■ **Jobs**:
(A) From the laser driver forum thread, extract everything from "OT; but if you" down to "is not practical." word for word.
(B) Continue the forum thread on PWM laser drivers from the point where it stops.

■ **Source document**:
A couple of kHz will be fine for the driver. One downside is that you will see a dotted line when you point around with a laser pulsed like that. I've never tried on a flashlight, but i reckon it would be similar but less noticable due to the large beamspot.
 
more concrete? i mean; how you clock a µC at 16kHz, i mostly read about Mhz. and whats a prescaler?


OT; but if you have time:
1. What pulse lenght should i choose, so that its short enough to not be dangerous for the eye and
2. what current setting so it performs stable / not changes power with temp
(445nm of course)

1) there is no pulse length that makes it eye safe. You would have to turn it down to 10mW AND then pulse it, officially. This is not practical.
2) not sure, probably depends on your heatsink.
 
How about that?

1555zqkn.png


http://www.micrel.com/_PDF/mic1555.pdf
 
That would take up a ton of space... so would a 555 timer. With a micro, you don't need a single external component....
 
I was gonna make a new thread, but I saw this.... Why don't we have any "smart" drivers? It would be really simple to make a driver with modes and memory (low/med/high/etc.) with PWM for lasers. With a µC, you can tailor the PWM frequency to whatever you want and get 8 bit resolution easily (255 brightness levels+off). I would personally like adjustable power output like what wicked is doing in a torch. Perhaps a standard flashlight-like operation where power cycling controls level selection. A fast strobe feature would be equally cool.

I'm working on an adjustable power µC-controlled driver at the moment. Currently waiting on my sample driver IC's from National Semi before I can do any prototyping/testing. The final driver board is actually routed and ready to go and I know what parts I need to order, but I'm holding off till I can test this thing in person and on the oscilloscope. I just don't trust simulations and blind faith that this will be suitable for a laser, especially after reading over this thread and concerns that a plain switcher can kill a LD with power spikes.
 
I'm working on an adjustable power µC-controlled driver at the moment. Currently waiting on my sample driver IC's from National Semi before I can do any prototyping/testing. The final driver board is actually routed and ready to go and I know what parts I need to order, but I'm holding off till I can test this thing in person and on the oscilloscope. I just don't trust simulations and blind faith that this will be suitable for a laser, especially after reading over this thread and concerns that a plain switcher can kill a LD with power spikes.
I have some code for a PWM driver, but I got held up on an RC circuit that determines off time... I should get started again tomorrow, probably. It would be 10x easier in a pen host as I could get constant power to the circuit... Also, if you're using an AVR and you want any code help I'm your man :D
 
I have some code for a PWM driver, but I got held up on an RC circuit that determines off time... I should get started again tomorrow, probably. It would be 10x easier in a pen host as I could get constant power to the circuit... Also, if you're using an AVR and you want any code help I'm your man :D

Not sure what you're talking about regarding the RC circuit, so you're using an external solution to create a variable duty cycle? I do use AVRs, I've got a fair bit of experience with them, and I'm going to be using an ATtiny24A or 44A in my driver I'm working on. I've always just used the AVR's "fast PWM" mode. Thanks for the offer, I might take you up on that some time.

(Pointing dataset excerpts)
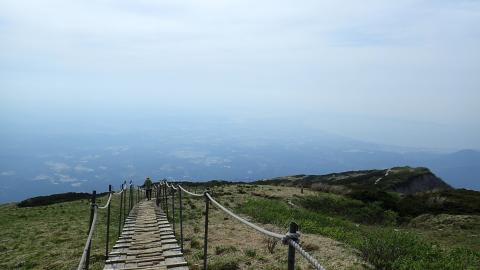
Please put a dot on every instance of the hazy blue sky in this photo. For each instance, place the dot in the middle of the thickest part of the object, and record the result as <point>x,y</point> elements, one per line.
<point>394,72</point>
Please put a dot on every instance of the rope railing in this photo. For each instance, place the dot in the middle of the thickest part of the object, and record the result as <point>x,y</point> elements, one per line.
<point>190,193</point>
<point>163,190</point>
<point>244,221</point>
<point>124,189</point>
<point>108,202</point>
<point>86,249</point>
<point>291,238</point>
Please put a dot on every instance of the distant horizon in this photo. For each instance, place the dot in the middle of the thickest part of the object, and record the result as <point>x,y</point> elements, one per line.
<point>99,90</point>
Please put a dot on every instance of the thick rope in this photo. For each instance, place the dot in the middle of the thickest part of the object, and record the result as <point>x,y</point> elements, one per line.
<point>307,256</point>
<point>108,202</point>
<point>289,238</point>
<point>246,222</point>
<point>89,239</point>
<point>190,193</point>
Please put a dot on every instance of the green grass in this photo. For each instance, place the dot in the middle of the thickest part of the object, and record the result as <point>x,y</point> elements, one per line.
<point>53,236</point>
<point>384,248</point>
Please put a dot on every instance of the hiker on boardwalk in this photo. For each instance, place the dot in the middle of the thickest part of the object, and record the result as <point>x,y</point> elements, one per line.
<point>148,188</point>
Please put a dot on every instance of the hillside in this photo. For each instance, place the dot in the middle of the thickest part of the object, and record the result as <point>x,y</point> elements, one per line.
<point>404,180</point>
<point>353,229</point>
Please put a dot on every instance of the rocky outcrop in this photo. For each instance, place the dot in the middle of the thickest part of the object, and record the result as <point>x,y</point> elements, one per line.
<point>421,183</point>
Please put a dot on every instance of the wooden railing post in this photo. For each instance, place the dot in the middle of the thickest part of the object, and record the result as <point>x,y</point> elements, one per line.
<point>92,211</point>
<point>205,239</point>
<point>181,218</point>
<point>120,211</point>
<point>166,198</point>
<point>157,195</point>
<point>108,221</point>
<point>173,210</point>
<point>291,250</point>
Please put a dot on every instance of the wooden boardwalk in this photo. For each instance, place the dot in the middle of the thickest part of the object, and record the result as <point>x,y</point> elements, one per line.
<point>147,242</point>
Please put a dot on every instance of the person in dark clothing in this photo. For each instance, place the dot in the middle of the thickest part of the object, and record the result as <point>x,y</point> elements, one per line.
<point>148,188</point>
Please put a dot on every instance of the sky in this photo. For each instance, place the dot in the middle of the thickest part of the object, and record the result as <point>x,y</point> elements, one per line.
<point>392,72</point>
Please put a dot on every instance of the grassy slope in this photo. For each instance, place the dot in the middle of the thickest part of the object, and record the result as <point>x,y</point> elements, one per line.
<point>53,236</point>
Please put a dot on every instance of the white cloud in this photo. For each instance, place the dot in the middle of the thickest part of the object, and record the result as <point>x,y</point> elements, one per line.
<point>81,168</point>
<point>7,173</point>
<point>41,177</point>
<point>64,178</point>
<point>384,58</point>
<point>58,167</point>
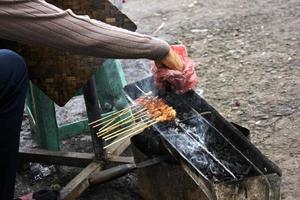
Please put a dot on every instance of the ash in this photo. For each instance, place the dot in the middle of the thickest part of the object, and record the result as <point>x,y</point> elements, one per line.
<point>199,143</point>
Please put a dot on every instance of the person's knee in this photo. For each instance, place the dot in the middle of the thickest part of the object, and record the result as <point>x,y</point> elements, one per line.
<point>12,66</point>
...
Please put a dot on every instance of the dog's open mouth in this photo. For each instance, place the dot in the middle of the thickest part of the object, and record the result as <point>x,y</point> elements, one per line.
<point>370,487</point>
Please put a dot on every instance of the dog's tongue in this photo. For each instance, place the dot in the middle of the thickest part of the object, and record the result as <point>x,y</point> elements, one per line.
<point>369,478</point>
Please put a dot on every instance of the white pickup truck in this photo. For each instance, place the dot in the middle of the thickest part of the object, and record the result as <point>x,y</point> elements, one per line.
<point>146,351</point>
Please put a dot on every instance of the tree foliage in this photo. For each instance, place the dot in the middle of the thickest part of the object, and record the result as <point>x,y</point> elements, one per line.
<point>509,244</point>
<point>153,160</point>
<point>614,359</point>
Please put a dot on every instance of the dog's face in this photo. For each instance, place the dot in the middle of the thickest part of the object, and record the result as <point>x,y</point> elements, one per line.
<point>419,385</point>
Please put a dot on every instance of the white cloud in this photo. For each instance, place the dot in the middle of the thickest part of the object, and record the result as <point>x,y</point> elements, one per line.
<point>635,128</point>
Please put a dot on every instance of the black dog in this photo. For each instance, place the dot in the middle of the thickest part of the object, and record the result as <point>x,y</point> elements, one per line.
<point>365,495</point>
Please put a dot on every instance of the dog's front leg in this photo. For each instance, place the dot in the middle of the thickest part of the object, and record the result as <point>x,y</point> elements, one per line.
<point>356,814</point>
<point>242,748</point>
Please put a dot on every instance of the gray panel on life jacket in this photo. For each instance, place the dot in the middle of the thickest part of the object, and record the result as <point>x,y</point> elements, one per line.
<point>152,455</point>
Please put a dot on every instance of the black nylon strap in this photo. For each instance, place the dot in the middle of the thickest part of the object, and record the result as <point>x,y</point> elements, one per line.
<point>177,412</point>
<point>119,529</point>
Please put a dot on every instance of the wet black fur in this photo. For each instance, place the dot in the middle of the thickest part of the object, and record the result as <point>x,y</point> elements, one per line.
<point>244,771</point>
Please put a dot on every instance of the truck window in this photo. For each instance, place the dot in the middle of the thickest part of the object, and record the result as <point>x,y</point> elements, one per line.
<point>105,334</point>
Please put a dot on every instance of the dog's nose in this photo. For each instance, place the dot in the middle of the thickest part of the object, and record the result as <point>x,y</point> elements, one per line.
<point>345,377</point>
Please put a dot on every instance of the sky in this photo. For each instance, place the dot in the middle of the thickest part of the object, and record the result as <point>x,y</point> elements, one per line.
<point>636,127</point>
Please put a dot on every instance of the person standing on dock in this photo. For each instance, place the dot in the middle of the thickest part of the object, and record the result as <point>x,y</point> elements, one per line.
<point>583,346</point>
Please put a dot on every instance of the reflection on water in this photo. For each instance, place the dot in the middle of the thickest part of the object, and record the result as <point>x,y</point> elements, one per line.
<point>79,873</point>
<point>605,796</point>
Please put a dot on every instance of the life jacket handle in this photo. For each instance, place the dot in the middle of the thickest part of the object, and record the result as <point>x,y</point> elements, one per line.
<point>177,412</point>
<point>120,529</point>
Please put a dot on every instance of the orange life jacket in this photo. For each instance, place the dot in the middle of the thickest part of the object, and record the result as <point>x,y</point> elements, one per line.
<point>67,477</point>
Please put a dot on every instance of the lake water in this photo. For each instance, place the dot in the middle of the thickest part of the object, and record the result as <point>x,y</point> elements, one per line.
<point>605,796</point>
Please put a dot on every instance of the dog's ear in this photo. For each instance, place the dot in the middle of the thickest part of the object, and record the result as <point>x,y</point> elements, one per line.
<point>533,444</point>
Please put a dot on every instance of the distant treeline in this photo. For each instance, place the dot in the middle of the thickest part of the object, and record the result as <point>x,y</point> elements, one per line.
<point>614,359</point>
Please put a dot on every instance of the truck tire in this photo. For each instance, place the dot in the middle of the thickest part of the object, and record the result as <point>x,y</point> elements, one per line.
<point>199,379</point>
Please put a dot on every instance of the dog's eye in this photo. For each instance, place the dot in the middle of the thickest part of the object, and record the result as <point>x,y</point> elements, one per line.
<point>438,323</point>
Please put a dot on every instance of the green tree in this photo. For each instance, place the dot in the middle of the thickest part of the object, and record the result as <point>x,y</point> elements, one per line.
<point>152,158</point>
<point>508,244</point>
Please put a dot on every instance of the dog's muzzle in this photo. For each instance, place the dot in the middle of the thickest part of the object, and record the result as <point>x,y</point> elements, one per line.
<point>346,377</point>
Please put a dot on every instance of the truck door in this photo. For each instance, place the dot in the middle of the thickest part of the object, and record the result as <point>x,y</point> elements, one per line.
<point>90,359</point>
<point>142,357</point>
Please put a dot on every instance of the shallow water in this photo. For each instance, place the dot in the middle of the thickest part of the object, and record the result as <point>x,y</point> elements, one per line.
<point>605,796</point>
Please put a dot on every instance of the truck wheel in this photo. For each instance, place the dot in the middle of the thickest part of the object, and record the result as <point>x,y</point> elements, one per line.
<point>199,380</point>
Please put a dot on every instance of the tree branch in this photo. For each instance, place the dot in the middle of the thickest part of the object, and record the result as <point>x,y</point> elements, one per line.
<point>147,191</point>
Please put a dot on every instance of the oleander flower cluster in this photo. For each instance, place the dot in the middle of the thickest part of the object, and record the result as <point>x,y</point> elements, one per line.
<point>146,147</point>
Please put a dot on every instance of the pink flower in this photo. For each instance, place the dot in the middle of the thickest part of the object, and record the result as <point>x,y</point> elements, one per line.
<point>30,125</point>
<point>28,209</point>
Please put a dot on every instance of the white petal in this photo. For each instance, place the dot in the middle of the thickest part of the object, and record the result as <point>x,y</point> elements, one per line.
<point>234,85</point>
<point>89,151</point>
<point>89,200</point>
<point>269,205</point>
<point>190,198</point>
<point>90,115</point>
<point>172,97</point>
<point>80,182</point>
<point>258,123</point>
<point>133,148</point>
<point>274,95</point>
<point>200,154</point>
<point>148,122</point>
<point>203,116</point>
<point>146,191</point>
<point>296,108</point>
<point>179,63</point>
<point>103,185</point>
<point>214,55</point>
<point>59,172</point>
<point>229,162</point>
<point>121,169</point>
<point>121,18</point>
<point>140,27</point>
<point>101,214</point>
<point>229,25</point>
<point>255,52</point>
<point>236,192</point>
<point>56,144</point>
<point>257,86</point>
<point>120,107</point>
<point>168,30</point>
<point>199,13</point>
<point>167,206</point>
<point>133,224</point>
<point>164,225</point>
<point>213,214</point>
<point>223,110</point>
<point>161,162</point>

■ **Task-by-task answers**:
(A)
OT; but if you have time:
1. What pulse lenght should i choose, so that its short enough to not be dangerous for the eye and
2. what current setting so it performs stable / not changes power with temp
(445nm of course)

1) there is no pulse length that makes it eye safe. You would have to turn it down to 10mW AND then pulse it, officially. This is not practical.

(B)
You know how the power to the micro gets cut whenever you power cycle the laser? I need a way to determine whether or not the laser has been off for x amount of seconds (to determine if I should do a mode change or a reset) even if the micro is off. My current method involves a capacitor, a bleedout resistor, an isolation resistor, and a charging diode. That's what I mean by RC circuit. Also, may I ask why you're using the 24 or 44 and not 25 or 45? 5 (or 6) I/O pins seems like plenty to me...
 
You know how the power to the micro gets cut whenever you power cycle the laser? I need a way to determine whether or not the laser has been off for x amount of seconds (to determine if I should do a mode change or a reset) even if the micro is off. My current method involves a capacitor, a bleedout resistor, an isolation resistor, and a charging diode. That's what I mean by RC circuit. Also, may I ask why you're using the 24 or 44 and not 25 or 45? 5 (or 6) I/O pins seems like plenty to me...

Ah, yes I had thought of the same thing if you're trying for the power-cycle-to-change-mode thing. I'm adding a button as user interface to change "options". Yes, for this application, 6 I/O turned out to be enough, initially I was needing 7 I/O and managed to shave one off, plus to get all 6 I/O I'd need to disable the reset pin, and that's not a good idea since I don't have a high voltage serial programmer..
Anyhow, turns out both have the same package for their smallest SMD size -- MLF-20.
 
Ah, yes I had thought of the same thing if you're trying for the power-cycle-to-change-mode thing. I'm adding a button as user interface to change "options". Yes, for this application, 6 I/O turned out to be enough, initially I was needing 7 I/O and managed to shave one off, plus to get all 6 I/O I'd need to disable the reset pin, and that's not a good idea since I don't have a high voltage serial programmer..
Anyhow, turns out both have the same package for their smallest SMD size -- MLF-20.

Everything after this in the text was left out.